**Your task:** Rewrite the records below, swapping every "Indicate" for "Mark" and leaving everything else unchanged.

**Data:**
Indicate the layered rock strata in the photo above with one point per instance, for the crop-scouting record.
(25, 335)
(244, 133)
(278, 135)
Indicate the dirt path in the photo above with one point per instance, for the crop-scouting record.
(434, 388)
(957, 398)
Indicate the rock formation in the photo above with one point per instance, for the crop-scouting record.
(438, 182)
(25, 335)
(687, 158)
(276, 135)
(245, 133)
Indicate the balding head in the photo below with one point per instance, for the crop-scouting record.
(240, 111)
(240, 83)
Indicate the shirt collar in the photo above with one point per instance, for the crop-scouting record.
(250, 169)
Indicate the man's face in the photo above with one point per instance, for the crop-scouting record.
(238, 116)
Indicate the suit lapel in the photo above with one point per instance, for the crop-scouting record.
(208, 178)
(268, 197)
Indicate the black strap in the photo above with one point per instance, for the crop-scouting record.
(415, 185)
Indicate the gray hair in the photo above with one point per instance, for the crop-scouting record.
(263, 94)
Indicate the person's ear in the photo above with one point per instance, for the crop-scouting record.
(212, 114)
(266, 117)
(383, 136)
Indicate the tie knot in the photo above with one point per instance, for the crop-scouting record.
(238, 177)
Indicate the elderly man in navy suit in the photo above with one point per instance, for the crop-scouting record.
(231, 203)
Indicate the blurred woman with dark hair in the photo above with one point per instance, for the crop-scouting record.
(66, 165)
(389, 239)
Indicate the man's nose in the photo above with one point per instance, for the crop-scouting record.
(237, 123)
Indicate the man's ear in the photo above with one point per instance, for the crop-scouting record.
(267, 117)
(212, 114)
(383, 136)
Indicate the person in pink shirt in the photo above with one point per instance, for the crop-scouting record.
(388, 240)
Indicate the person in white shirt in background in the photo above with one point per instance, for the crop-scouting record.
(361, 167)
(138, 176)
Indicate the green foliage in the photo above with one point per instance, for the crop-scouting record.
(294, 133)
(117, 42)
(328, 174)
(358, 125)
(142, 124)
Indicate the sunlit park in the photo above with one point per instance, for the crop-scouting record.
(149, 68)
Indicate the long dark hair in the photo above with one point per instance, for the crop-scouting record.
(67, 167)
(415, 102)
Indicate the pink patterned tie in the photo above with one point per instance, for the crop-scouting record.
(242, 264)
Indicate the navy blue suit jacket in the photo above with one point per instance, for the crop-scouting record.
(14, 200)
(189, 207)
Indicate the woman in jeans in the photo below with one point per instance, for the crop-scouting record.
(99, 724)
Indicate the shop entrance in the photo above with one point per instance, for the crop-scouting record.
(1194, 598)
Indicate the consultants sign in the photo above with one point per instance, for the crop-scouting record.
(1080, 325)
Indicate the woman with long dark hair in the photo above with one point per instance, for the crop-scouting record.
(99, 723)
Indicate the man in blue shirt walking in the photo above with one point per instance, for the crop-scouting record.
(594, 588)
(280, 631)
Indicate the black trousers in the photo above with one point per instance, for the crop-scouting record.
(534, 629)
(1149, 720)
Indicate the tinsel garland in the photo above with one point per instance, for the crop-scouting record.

**Task result:**
Mark the layered rock strata in the photo above with one point per instance, for the crop-scouting record.
(25, 335)
(244, 133)
(278, 135)
Mark the dirt path in the photo above with one point per instance, for the crop-scouting record.
(434, 388)
(957, 398)
Mark the rock formation in the photo above with one point per instance, for the crop-scouting record.
(438, 182)
(25, 335)
(687, 158)
(276, 135)
(245, 133)
Mark the balding head in the photo below with one point per instance, for the crop-scouting record.
(240, 111)
(240, 83)
Mark the shirt collar in the photo above with one point per instance, for the crop-scouting record.
(250, 169)
Mark the man's face in the photo above with one point per instance, for the crop-scouting record.
(238, 116)
Mark the suit lapel in the photo above with one point per instance, for the crop-scouting record.
(208, 178)
(268, 197)
Mark the black strap in the photo above with one point per instance, for the crop-scouting record.
(415, 185)
Mark the gray hair in the photo above with one point per instance, for the crop-scouting record.
(263, 94)
Mark the person's ear in the photo above with one point per instance, for the crop-scouting record.
(212, 114)
(266, 117)
(383, 136)
Mark the tie knot in the photo above with one point per instance, for the crop-scouting record.
(238, 177)
Mark the elderly man in navy suit in the photo above with one point per instance, for the crop-scouting record.
(231, 203)
Mark the blurred woman with dark hair in the photo above with one point per instance, for the crop-scouting record.
(66, 165)
(389, 239)
Mark the man's nose in the photo above with one point per instance, for the crop-scouting record.
(237, 123)
Mark the man's ear in the photo above with one point per instance, for the crop-scouting record.
(267, 117)
(212, 114)
(383, 136)
Mark the person in pink shirt in the photo above with one point per instance, for the crop-scouting record.
(388, 240)
Mark the person in white shirt in background in the photo above with one point per instance, for the crop-scouting record.
(361, 167)
(138, 176)
Mark the green foliage in the photo above with one point per instance, for the crop-scouting record.
(294, 133)
(117, 42)
(328, 174)
(358, 125)
(142, 124)
Mark the sunlit park in the photo above with one point per instance, for the crop-scouting record.
(149, 68)
Mark the long dark hair in the photo above with one point per instance, for the crop-scouting record.
(67, 167)
(415, 102)
Mark the pink patterned tie in the photo above with one point per instance, for the crop-scouting record.
(242, 264)
Mark the navy blue suit jacket in the photo above with one point per instance, for the crop-scouting record.
(14, 200)
(189, 207)
Mark the woman in jeans in the photo below with one point per instance, for the crop-scouting record.
(99, 724)
Mark the shop entrance in the photo above with one point per instance, for the crop-scouting record.
(1194, 598)
Mark the consultants sign in the photo above with one point per instance, for the crop-scouting record.
(1080, 325)
Mark the woman with long dark hair in the photo above with one point per instance, for the crop-scouting record.
(99, 723)
Mark the man in blue shirt walking in the photo above with one point per instance, for the crop-scouting record.
(594, 588)
(280, 631)
Mark the black trousers in the photo above with one point per instance, for the crop-scouting record.
(534, 629)
(1149, 720)
Mark the tinsel garland in the photo above with one point per instance, for the crop-scouting record.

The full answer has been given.